- Stated task
Please gather every line of the records below that contains the string "mouth" with the same capitalization.

start

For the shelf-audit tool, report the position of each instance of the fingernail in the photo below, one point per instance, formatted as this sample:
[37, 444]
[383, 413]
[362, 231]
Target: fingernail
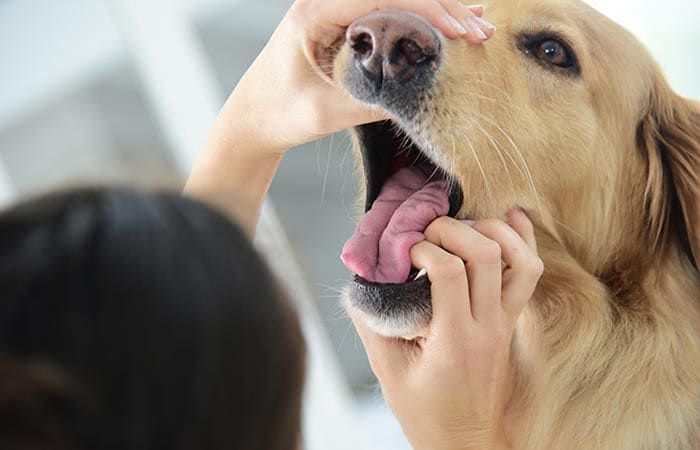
[456, 25]
[476, 9]
[476, 29]
[485, 24]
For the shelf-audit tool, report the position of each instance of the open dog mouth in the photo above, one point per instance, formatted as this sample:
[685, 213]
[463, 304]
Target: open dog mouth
[406, 191]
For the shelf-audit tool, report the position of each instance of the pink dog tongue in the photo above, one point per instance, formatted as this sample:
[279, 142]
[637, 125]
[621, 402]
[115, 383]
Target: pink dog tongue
[407, 204]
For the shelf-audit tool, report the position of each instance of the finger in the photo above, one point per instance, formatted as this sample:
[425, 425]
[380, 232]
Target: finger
[449, 289]
[524, 267]
[345, 14]
[477, 10]
[483, 262]
[388, 357]
[477, 29]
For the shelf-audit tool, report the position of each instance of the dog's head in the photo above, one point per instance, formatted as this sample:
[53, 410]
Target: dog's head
[562, 113]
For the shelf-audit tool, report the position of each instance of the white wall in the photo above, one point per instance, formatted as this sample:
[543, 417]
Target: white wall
[671, 31]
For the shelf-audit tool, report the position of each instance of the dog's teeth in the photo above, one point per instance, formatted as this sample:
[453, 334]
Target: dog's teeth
[422, 273]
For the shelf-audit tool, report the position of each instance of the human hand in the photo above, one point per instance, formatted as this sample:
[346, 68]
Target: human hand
[287, 96]
[450, 389]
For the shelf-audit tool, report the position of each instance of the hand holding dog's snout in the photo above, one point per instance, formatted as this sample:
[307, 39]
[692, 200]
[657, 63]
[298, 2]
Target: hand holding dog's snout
[291, 81]
[450, 389]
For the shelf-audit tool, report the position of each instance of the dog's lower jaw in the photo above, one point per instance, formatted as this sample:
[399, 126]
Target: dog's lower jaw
[387, 327]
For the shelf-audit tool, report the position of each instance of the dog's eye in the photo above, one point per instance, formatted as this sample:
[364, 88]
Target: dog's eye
[554, 52]
[551, 52]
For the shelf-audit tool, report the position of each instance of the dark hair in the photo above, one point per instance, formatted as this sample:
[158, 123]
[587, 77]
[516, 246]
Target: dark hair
[141, 321]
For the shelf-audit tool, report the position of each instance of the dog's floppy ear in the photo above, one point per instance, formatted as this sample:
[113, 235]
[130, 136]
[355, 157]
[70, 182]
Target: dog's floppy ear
[669, 137]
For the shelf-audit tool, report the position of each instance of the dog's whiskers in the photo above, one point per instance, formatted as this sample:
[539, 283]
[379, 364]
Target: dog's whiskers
[496, 144]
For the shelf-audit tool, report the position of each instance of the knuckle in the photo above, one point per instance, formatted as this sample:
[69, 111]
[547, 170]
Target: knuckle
[536, 267]
[449, 269]
[492, 224]
[488, 252]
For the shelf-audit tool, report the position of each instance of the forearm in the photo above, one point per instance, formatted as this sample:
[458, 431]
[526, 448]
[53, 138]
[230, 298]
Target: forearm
[233, 172]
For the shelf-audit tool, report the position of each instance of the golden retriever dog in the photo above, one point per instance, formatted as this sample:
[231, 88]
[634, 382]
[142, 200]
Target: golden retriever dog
[564, 114]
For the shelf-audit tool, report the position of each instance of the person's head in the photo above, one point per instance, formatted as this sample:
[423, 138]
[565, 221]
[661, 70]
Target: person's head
[141, 321]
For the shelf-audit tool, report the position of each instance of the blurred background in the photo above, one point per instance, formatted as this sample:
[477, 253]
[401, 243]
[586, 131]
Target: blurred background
[123, 91]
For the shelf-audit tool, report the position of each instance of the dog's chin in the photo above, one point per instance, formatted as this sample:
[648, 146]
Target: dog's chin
[391, 310]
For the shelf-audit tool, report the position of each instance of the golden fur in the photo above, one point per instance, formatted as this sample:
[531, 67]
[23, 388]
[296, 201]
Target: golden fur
[607, 355]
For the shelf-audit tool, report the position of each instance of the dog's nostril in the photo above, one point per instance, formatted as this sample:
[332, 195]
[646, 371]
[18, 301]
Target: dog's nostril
[362, 44]
[413, 53]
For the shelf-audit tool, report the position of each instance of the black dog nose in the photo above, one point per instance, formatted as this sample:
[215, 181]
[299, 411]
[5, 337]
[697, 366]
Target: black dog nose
[392, 44]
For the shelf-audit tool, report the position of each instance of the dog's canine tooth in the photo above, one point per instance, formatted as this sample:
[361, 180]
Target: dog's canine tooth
[422, 273]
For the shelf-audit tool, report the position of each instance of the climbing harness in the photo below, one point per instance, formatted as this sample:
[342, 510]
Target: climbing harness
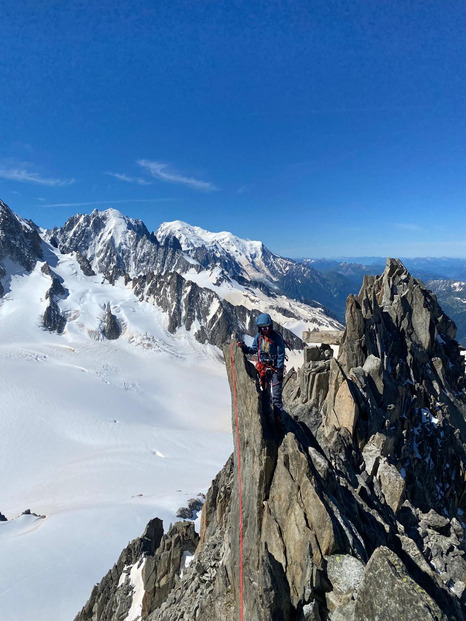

end

- Problem solution
For the shelf-audit tool, report the position of each instance of the open dog mouth in the photo above, one point per instance, formatted as this sample:
Target: open dog mouth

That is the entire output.